PROBLEM TO SOLVE
Rewrite the records from their first line through the line containing "column 1038, row 407", replacing "Target" with "Label" and leaving everything else unchanged. Leave out the pictures.
———
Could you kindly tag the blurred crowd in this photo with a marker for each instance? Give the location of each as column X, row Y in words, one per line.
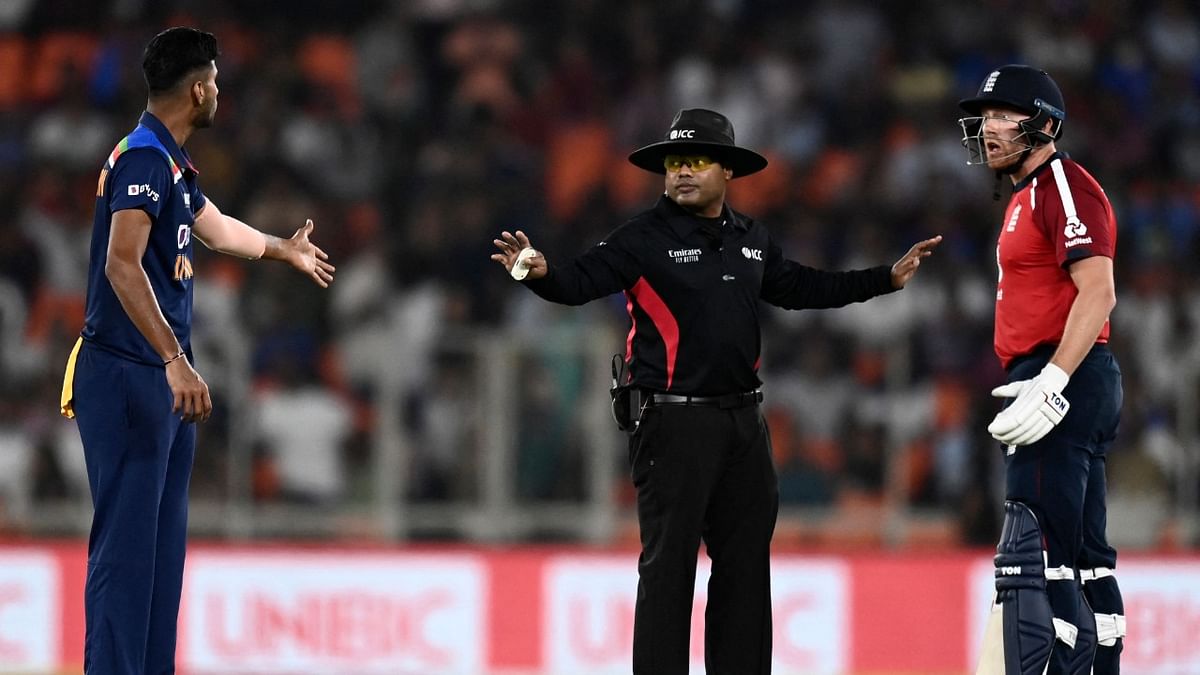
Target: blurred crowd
column 414, row 131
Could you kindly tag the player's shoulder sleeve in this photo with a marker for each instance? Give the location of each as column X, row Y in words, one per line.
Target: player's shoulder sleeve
column 1077, row 214
column 139, row 179
column 198, row 198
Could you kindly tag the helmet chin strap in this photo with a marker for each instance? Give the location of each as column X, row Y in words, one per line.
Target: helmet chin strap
column 1009, row 171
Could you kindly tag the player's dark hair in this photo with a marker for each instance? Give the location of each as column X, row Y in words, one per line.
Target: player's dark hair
column 173, row 54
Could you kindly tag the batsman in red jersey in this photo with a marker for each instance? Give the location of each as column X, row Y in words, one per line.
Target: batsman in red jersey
column 1057, row 609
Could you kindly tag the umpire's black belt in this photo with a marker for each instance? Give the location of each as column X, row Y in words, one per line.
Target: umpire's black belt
column 742, row 400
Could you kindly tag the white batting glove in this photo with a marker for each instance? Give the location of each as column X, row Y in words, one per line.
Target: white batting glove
column 1038, row 407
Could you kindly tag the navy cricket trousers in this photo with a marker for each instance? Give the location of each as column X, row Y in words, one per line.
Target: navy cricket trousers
column 139, row 461
column 1062, row 478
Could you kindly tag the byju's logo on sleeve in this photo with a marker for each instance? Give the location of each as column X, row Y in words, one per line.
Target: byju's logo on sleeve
column 135, row 190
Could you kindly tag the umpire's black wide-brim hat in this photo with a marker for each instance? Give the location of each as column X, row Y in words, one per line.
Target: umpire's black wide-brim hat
column 700, row 131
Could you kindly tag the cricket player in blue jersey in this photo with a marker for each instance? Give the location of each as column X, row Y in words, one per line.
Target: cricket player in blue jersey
column 130, row 382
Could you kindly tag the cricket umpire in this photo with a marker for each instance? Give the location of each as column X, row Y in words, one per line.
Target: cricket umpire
column 693, row 272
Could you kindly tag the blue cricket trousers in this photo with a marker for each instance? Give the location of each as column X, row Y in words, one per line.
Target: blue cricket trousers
column 1062, row 478
column 139, row 461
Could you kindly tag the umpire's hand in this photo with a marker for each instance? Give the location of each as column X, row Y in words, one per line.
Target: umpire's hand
column 907, row 266
column 510, row 248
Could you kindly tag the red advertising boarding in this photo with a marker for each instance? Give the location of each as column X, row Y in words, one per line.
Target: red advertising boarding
column 546, row 611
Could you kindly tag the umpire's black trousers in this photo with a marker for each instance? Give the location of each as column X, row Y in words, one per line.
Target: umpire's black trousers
column 703, row 472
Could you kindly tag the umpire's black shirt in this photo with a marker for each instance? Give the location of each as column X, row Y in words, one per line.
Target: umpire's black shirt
column 693, row 296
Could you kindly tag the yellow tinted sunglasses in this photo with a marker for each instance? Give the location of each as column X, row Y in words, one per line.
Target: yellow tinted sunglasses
column 697, row 162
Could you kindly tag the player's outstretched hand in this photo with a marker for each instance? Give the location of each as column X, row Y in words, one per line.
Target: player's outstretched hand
———
CORRECT RESULT
Could you kindly tag the blurred crowd in this photo with a marker for each instance? Give the location of each as column X, row Y in words, one per line.
Label: blurred crowd
column 414, row 131
Could you kindly tag the player's shoulder sleeve in this photo with a marker for each instance? Give the location of each as column X, row Y in words, one per line.
Label: player's shoulder sleeve
column 1077, row 214
column 139, row 179
column 198, row 198
Could you kindly tag the helmet chin strap in this photo with a marker for each instance? Give the location of each as column X, row Y in words, one per line.
Label: helmet chin strap
column 1009, row 171
Could you kindly tag the player's dark hair in this photo with a marker for each instance? Give the location of each as column X, row Y in words, one per line.
Label: player's dark hair
column 173, row 54
Could you kindly tag the batsman in red jersey in this photo with a marker for each instance? Give the location of each as column X, row Y in words, one per line.
Label: batsman in red jersey
column 1057, row 609
Could you kindly tag the umpire's black belt in this photo with a marker for each instance? Give the location of each as column X, row Y in words, one per line.
Label: umpire's black belt
column 742, row 400
Could you kindly tag the white batting glove in this photo with a marker for each instance? Give the location of each as column X, row Y in words, one per line.
Label: white batting glove
column 1038, row 407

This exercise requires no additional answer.